■ CHALLENGE
Copy out every line below that contains the word "dark".

■ PROVIDED DATA
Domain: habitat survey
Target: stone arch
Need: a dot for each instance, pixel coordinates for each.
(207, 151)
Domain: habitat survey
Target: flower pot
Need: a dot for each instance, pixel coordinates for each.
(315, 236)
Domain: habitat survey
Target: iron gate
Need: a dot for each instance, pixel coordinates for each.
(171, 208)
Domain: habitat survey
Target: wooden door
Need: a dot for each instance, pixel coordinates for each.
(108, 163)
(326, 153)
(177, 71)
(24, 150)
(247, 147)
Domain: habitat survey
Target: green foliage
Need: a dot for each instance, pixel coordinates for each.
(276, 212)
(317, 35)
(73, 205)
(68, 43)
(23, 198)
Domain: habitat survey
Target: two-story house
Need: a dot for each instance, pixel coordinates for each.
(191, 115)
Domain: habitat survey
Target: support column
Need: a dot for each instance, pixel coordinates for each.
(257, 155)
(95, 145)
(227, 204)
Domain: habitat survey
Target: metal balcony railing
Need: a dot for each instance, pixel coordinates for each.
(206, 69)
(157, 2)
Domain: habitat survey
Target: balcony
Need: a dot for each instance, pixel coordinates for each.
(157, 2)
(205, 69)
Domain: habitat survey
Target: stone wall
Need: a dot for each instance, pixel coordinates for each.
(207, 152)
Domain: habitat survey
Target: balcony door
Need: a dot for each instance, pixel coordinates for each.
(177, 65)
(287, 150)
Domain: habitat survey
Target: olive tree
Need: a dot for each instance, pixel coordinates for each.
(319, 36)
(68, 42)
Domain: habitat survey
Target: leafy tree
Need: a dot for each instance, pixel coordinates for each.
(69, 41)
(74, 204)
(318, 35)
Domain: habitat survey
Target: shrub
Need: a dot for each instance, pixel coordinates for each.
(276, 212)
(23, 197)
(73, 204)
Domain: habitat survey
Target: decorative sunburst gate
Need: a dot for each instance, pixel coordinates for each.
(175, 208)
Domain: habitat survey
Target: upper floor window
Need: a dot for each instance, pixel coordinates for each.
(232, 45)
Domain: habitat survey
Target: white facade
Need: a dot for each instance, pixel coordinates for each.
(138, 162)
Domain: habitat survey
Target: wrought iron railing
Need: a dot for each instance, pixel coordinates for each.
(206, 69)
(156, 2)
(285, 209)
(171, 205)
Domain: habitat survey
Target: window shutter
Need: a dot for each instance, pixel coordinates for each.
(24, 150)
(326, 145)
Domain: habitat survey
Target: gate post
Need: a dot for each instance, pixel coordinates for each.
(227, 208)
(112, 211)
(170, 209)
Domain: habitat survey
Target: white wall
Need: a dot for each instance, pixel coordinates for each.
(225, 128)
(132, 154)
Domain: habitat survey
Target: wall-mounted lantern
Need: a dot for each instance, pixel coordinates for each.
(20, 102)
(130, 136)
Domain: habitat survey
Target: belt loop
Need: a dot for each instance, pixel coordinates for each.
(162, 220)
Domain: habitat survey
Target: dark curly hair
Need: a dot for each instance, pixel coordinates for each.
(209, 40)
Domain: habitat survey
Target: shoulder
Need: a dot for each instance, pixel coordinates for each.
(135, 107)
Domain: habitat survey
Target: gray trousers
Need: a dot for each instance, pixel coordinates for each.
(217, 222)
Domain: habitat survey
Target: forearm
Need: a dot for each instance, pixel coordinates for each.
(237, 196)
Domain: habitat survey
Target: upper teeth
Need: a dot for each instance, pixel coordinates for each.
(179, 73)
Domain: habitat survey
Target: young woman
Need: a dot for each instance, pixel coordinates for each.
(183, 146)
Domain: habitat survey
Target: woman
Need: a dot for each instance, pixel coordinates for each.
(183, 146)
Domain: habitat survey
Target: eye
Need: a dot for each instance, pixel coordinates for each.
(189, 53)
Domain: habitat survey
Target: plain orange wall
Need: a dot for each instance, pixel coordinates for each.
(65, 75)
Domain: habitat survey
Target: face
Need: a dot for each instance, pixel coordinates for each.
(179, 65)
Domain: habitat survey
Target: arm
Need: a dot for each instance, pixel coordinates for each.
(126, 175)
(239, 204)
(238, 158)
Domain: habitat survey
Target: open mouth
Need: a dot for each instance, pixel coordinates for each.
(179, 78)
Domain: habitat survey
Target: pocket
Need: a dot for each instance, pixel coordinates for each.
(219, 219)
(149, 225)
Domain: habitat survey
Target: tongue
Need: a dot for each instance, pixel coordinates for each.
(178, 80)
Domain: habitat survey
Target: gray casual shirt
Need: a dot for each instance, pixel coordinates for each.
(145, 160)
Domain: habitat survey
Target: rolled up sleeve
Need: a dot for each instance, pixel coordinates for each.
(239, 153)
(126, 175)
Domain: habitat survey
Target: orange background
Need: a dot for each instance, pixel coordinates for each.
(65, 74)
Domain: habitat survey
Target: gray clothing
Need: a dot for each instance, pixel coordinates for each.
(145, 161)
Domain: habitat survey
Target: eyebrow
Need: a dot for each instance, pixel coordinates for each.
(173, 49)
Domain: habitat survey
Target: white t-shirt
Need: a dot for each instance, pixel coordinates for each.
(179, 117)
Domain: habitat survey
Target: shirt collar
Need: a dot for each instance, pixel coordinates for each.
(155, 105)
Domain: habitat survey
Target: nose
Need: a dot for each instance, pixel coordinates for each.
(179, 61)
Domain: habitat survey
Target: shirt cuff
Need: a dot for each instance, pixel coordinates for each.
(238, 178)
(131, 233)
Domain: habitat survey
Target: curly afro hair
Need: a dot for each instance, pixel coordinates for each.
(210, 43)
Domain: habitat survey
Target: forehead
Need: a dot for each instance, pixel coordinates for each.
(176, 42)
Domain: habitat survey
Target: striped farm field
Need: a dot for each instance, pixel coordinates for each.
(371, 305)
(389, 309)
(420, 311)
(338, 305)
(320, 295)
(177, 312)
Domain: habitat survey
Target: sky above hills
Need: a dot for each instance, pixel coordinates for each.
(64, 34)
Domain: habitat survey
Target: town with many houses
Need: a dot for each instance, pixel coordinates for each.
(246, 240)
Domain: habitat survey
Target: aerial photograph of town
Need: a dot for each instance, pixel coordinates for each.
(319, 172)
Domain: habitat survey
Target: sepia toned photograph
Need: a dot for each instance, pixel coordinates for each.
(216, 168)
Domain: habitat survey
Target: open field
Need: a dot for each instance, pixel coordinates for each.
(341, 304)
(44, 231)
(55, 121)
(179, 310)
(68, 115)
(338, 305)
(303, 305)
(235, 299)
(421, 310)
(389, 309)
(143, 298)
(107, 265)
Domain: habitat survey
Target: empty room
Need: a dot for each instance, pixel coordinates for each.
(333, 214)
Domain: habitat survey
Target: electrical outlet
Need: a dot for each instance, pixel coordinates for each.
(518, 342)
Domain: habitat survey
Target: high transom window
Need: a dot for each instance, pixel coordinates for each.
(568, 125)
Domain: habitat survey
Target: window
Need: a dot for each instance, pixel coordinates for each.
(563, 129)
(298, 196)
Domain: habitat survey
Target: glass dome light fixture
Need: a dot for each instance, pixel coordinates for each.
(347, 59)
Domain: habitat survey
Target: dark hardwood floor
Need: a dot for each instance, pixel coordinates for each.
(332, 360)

■ TASK RESPONSE
Target: dark curly hair
Target: dark hardwood floor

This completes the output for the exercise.